PASSAGE RETENU:

▽

Philauloin, prochain voyage: septembre!

25 février 2006

Mille mots valent une image

Ils vous attendent en tremblant,
n’ont plus de rêve ni mémoire
et leurs dents tombent en croquant
dans vos promesses, dans vos miroirs.

Extrait de "La Mer intérieure" de Richard Desjardins

J'écris beaucoup ces temps-ci mais que voulez-vous, ce blog me sert aussi de journal de bord a propos de mes études ici donc aussi bien y collecter mes impressions et idées, aussi peu pertinentes qu'elles puissent être.

Je suis allé à un autre épisode du Carnaval hier. Cependant, c'était décidemment triste et ennuyant. Il y eut un seul participant et personne ne dansait. Mais le clou de la soirée a été une expérience gastronomique. Les organisateurs nous offrent le souper et amènent une soupe un peu spéciale. Lorsque le bol arrive je me dit: "Ça y est, je mange de la soupe avec des yeux". En effet, il y avait 2 petites boules ovales qui flottaient dans la soupe. Et la gastronomie amazonienne réserve souvent des surprises donc je m'attable pour ouvrir mes yeux en me demandant quelle sera la texture. Je me rappelle bien ma dissection d'un oeil au secondaire et je me demande si mes dents seront aussi efficaces que le scalpel. Mais, en y regardant de plus près, il n'y a pas de pupille ou d'iris, ce n'est donc pas des yeux. Deuxième idée. Est-ce que ça pourrait être ce qu'on appelle affectueusement des amourettes d'un mammifère quelconque? J'ai bien vu des héros de Fear Factor s'empifrer de la masculinité d'animaux et l'idée de manger l'émasculation d'un mâle me lève un peu le coeur. Mais non, ce n'est pas de la masculinité mais bien de la féminité. Les boules en questions sont des oeufs non ponds récoltés dans une poule qui a été tuée alors qu'elle produisait des oeufs. Il n'y a pas vraiment de coquille solide, mais quand même un jaune. Beaucoup mieux n'est-ce pas?

Et cette réflexion culinaire m'a amené à me pencher sur un autre sujet, mes dents. J'ai en effet une sorte d'inconfort bénin suite a la poussée maintenant complétée de mes dents de sagesse. Hé oui, je deviens vieux. Vieux ou sage, à vous de décider. Les dents, avec les mains et les pieds sont sans doute les parties du corps qui reflètent le mieux la condition sociale d'une personne. Qui n'a pas serré la main d'un bûcheron "avec des bras durs comme de la roche et des cuisses comme des troncs d'arbres"? Et les pieds doux et roses des Nordistes contrastent avec la chaleur et la dureté des pieds de ceux qui marchent et travaillent en sandales ou nu-pieds. D'ailleurs le pied est sûrement la partie du corps qui nous rappellent le plus notre origine animale. Dommage que nous ne puissions plus opposer notre gros orteil aux autres orteils. Ce serait rudement pratique. Peut-être pas pour marcher mais pour le reste...

△

DONNÉES FOURNIES:
▽

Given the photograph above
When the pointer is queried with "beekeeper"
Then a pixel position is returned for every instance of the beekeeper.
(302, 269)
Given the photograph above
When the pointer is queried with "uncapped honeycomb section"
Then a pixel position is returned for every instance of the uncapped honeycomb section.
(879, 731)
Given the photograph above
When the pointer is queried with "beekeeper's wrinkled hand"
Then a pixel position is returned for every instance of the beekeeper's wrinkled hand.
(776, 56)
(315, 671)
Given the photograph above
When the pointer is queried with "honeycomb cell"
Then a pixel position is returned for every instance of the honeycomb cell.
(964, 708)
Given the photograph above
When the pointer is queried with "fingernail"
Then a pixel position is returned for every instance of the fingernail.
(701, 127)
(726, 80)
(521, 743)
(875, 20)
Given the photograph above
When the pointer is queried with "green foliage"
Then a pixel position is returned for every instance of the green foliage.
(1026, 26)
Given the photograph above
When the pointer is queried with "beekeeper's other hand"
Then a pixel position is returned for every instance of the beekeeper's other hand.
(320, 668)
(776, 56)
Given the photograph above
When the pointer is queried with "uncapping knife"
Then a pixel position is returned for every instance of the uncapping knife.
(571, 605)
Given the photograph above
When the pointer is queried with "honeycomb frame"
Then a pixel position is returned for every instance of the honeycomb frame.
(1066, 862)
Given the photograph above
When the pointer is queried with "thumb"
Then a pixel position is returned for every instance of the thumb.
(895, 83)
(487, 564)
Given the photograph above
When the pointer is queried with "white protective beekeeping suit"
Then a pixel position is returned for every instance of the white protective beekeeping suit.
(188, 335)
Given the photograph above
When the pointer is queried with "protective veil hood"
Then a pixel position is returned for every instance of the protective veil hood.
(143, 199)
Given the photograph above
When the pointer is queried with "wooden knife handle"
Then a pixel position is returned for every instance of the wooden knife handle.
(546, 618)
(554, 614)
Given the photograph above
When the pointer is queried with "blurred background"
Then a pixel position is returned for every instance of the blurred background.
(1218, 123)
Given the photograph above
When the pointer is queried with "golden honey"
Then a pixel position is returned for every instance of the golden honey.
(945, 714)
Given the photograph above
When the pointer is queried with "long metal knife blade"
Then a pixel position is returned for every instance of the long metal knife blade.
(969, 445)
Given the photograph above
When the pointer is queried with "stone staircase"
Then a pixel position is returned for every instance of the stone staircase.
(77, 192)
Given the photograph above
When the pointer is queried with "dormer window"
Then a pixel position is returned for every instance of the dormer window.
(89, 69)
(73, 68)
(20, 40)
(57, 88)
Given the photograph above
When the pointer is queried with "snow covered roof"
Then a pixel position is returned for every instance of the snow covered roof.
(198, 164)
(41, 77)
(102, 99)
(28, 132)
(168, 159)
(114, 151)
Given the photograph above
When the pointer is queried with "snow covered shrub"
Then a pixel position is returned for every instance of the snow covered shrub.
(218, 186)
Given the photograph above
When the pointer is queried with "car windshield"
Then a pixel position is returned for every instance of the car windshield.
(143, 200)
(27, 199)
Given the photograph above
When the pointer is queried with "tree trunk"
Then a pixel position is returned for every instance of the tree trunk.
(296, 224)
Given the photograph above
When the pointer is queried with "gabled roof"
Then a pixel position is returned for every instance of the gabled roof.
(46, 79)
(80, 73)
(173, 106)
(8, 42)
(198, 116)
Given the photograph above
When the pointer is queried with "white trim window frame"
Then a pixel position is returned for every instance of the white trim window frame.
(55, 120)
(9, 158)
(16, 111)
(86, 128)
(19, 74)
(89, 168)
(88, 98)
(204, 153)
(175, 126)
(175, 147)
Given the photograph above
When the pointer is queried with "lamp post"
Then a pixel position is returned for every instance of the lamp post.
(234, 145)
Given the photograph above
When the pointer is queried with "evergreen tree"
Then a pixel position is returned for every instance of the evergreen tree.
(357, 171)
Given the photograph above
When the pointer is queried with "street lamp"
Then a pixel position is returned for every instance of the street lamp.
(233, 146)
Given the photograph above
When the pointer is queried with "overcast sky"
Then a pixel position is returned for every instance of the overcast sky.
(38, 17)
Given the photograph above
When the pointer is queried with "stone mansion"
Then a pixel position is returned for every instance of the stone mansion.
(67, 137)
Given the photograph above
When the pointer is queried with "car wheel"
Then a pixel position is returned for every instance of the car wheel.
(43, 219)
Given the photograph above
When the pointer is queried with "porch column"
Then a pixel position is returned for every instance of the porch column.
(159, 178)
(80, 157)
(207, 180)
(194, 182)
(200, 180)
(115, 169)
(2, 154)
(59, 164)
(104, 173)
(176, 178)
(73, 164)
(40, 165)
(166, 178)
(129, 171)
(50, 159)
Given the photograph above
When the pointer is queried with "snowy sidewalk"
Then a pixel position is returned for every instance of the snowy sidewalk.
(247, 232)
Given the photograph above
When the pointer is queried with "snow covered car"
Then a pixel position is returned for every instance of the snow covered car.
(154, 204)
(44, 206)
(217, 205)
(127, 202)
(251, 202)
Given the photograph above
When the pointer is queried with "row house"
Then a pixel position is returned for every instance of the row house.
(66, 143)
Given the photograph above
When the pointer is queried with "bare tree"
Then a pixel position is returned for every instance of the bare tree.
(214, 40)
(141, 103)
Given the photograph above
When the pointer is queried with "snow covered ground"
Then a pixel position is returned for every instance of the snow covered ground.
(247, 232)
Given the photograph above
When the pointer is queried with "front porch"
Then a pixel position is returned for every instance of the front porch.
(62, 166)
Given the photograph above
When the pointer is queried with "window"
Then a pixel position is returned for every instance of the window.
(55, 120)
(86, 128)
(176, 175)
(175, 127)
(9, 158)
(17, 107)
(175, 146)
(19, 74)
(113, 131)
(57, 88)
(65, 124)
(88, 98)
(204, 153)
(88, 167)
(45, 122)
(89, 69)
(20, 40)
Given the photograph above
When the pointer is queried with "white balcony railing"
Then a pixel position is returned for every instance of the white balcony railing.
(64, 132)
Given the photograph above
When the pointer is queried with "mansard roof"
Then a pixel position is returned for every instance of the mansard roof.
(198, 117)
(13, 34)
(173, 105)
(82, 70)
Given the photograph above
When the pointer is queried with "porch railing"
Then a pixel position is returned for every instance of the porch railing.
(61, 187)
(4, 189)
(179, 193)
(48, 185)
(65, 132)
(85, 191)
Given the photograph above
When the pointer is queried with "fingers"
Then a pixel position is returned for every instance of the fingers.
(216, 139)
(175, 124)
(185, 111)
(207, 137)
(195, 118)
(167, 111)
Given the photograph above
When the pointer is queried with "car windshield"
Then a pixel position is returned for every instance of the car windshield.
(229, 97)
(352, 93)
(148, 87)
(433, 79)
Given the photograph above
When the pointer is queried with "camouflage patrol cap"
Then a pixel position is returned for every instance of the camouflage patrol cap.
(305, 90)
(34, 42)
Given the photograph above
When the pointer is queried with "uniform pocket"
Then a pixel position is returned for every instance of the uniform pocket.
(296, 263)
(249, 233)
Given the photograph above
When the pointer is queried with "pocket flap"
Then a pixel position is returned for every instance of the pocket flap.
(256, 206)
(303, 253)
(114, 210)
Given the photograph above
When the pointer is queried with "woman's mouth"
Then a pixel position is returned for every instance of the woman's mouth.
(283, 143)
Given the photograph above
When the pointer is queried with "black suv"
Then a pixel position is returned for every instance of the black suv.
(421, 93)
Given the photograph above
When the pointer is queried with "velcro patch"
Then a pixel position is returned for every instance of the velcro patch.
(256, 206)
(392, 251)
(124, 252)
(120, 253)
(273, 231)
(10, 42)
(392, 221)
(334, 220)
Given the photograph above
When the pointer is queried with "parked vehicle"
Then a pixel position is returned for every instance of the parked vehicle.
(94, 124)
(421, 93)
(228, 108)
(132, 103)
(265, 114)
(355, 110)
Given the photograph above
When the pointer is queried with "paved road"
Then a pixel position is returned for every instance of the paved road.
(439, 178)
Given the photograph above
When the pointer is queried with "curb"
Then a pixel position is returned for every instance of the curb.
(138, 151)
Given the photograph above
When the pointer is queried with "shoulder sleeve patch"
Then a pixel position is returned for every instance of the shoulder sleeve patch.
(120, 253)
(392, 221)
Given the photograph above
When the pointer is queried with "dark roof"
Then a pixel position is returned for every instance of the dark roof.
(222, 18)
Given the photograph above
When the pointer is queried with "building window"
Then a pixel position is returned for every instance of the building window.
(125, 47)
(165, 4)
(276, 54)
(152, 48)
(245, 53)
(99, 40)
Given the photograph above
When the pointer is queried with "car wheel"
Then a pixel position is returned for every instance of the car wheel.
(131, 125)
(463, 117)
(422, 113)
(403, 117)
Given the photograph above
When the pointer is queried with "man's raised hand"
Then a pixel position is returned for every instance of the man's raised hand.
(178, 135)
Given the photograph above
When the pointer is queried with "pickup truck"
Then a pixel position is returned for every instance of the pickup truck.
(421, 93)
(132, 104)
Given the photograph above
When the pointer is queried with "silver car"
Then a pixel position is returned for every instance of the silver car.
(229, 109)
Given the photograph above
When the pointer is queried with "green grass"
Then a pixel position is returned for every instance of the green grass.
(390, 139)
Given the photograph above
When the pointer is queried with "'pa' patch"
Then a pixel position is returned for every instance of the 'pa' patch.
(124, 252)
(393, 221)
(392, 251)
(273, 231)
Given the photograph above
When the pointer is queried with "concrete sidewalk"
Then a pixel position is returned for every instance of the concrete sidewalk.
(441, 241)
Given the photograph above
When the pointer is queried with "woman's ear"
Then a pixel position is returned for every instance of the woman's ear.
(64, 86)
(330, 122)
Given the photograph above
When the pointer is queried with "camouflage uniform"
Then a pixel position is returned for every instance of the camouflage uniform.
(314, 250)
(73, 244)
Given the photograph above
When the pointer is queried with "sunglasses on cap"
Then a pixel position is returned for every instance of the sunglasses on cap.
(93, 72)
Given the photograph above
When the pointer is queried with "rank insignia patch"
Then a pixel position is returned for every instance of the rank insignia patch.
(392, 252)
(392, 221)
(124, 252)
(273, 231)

△

Recopiez le passage du billet compris entre "25 février 2006" et "qu'elles puissent être.", ces deux segments inclus. On peut se passer des enregistrements.

25 février 2006

Mille mots valent une image

Ils vous attendent en tremblant,
n’ont plus de rêve ni mémoire
et leurs dents tombent en croquant
dans vos promesses, dans vos miroirs.

Extrait de "La Mer intérieure" de Richard Desjardins

J'écris beaucoup ces temps-ci mais que voulez-vous, ce blog me sert aussi de journal de bord a propos de mes études ici donc aussi bien y collecter mes impressions et idées, aussi peu pertinentes qu'elles puissent être.